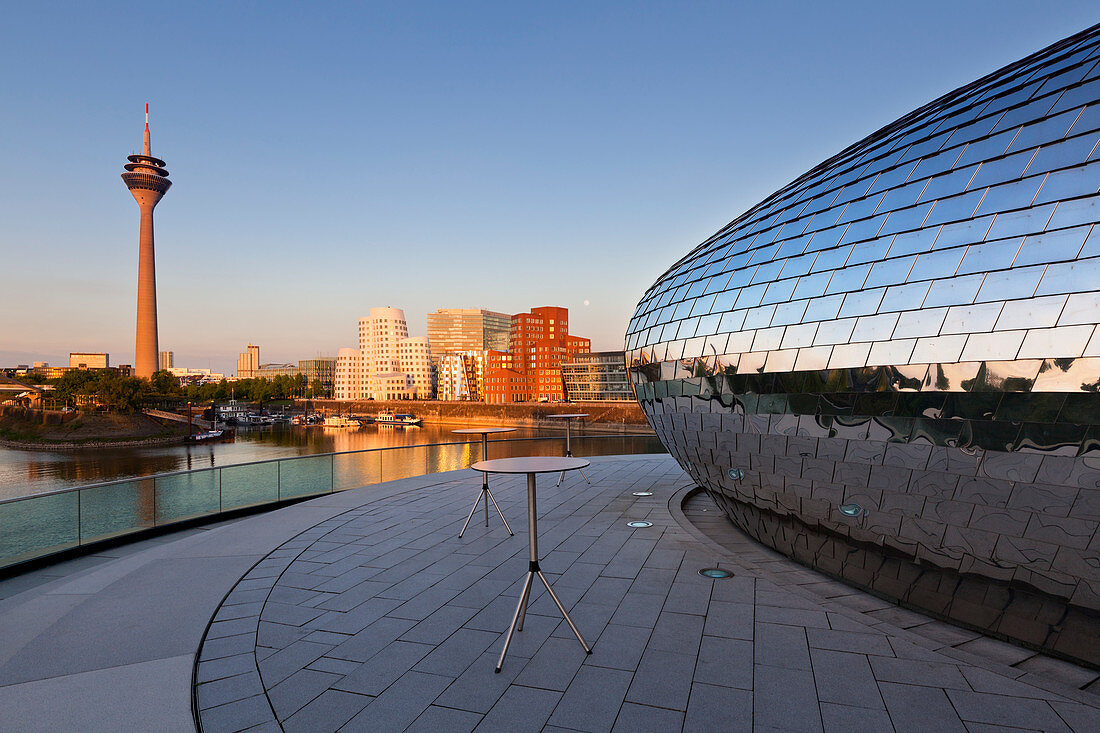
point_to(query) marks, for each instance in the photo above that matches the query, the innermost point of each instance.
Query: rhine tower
(147, 181)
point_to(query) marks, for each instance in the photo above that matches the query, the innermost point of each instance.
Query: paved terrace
(365, 611)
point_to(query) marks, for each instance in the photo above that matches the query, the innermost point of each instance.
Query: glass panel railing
(117, 509)
(358, 469)
(39, 525)
(451, 458)
(404, 463)
(249, 484)
(182, 496)
(305, 477)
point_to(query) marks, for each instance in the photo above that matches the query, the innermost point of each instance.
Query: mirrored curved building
(890, 369)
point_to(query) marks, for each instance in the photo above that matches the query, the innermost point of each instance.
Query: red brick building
(530, 370)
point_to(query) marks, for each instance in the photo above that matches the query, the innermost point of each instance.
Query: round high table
(531, 467)
(569, 417)
(485, 494)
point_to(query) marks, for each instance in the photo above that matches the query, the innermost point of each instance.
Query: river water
(24, 472)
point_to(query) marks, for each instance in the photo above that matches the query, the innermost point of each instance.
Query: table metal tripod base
(487, 495)
(517, 619)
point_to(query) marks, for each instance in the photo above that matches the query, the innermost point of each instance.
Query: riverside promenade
(364, 611)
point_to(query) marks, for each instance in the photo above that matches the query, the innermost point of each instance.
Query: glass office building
(890, 368)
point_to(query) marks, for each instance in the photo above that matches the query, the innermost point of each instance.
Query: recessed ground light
(715, 572)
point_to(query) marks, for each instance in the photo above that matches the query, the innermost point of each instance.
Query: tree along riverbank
(42, 429)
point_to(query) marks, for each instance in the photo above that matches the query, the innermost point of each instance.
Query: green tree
(122, 393)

--- --- ---

▸ PROMPT: Everything in the records except the pictures is to be repeated exactly.

▸ RESULT OF THE TASK:
point_to(query) marks, for each instance in the photo above that matches the query, the innermost point of each instance.
Query: rhine tower
(147, 181)
point_to(query) marks, for each instance in the photo above that matches the query, the innermost point of each instance.
Query: paved terrace
(365, 611)
point_to(query) marks, for each instance in the photo above that matches the query, the innermost point of each instance.
Query: glass panel railing
(117, 509)
(358, 469)
(39, 525)
(451, 458)
(404, 463)
(249, 484)
(182, 496)
(305, 477)
point_to(query) marks, for each instance in the photo above that matches the query, the innermost point of each instance.
Query: mirrored curved building
(890, 369)
point_to(query) marks, for each instance in the photo above that matches the query, the innermost point of each instance.
Query: red brick building
(530, 370)
point_to(query) marks, for each instance in the photo above that matches the query, the innermost point of each instance.
Query: round high table
(531, 467)
(569, 417)
(485, 494)
point_to(query) marks, for each instance in the photo above that matches the query, the innermost point of each instance.
Query: river water
(24, 472)
point_to(query) marks, for each instance in the photo above that matches the query, the innermost point of each instance.
Query: table metal tripod base
(487, 495)
(517, 619)
point_to(query) marks, for each instance in the photo above that matches the query, the innermost point of each instance.
Query: riverside promenade
(364, 611)
point_to(query) marks, for each instance in the photo above that matches the query, the innermost point of each instance.
Query: glass office building
(890, 368)
point_to(query) marks, for each instance in the photo above that matches the query, the innermost point of each instance.
Query: recessed ground light
(715, 572)
point_to(query) marks, for each instance in the photo above that matches the query, the innermost point of each instance.
Query: tree along riverbank
(42, 429)
point_to(query) marks, for each instance in the photo above that matches the query, the innermost point of each instance.
Query: green tree
(122, 393)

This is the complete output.